To do:
Below are some records; state how many of their lines contain the word "water", and add nothing.

[Dataset content Boundary: Start]

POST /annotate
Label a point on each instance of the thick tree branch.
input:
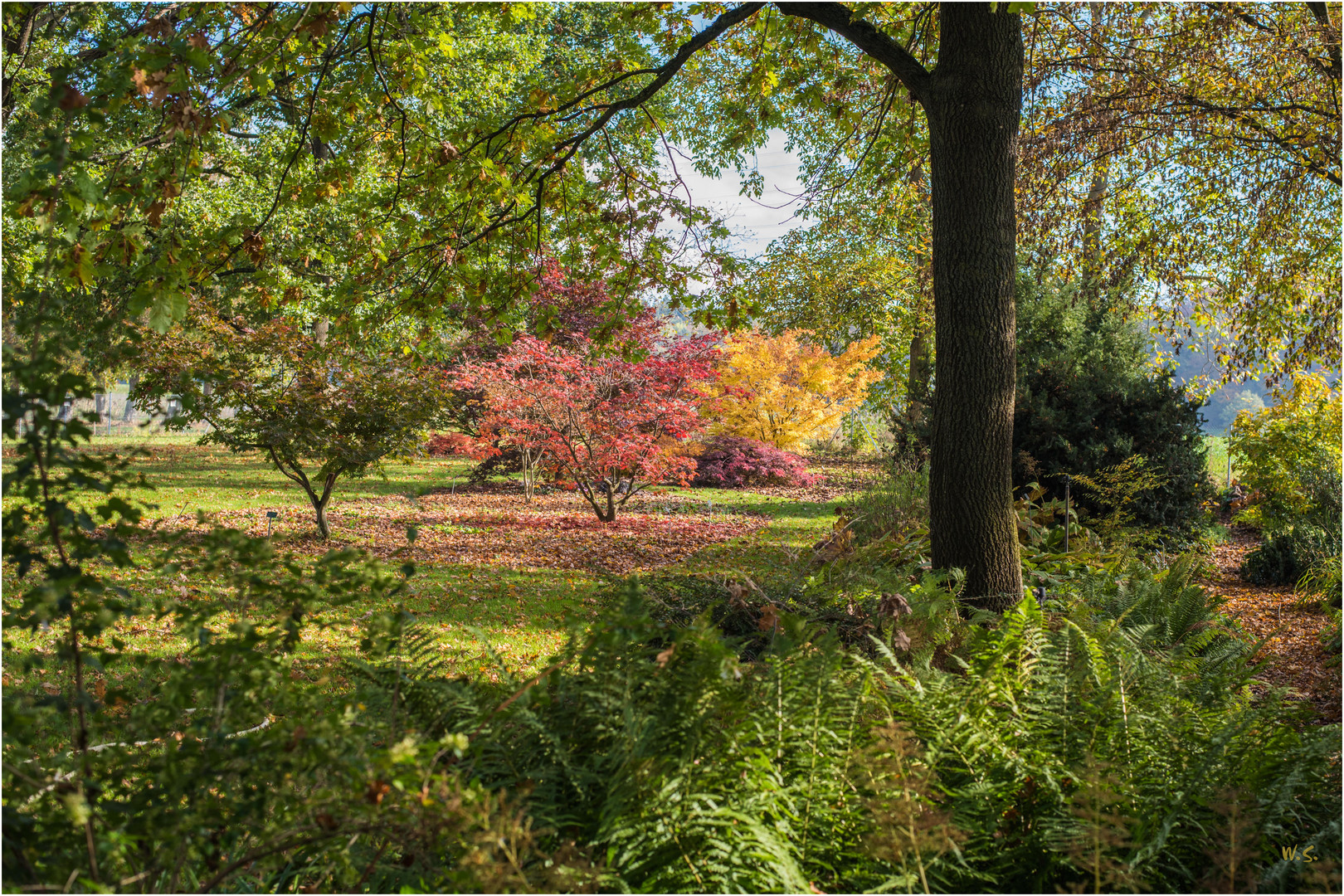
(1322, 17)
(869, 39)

[Dataset content Boundary: End]
[Dataset content Boundary: Start]

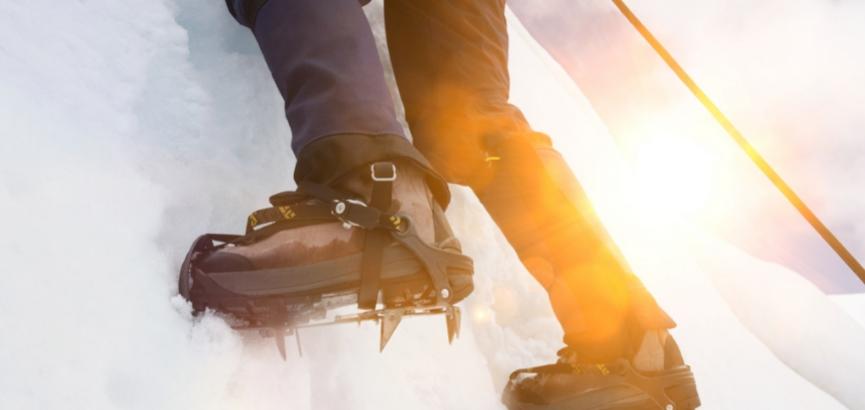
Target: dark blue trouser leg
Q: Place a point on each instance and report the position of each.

[Dataset content Boundary: End]
[Dataset content Boundary: Start]

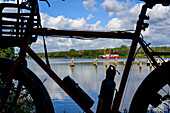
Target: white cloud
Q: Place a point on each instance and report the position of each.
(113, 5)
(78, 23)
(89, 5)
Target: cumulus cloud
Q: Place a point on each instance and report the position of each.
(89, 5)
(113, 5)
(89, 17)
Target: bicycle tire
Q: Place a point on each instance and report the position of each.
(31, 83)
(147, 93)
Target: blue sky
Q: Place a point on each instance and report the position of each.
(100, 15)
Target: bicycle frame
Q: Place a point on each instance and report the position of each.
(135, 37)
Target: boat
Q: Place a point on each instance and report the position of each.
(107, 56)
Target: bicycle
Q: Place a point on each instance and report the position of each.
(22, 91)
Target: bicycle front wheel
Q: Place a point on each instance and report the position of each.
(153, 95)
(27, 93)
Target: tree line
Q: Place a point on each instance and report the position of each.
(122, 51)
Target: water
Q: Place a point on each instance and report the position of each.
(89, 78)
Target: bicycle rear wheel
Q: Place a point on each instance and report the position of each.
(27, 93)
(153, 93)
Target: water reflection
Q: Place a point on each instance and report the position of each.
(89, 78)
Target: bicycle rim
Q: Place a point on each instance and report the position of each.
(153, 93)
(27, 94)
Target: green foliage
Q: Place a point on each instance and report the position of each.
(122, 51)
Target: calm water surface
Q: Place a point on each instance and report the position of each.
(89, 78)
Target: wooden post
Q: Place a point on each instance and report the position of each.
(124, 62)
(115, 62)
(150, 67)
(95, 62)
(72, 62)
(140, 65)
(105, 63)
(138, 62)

[Dataset content Boundary: End]

Solution for this exercise:
3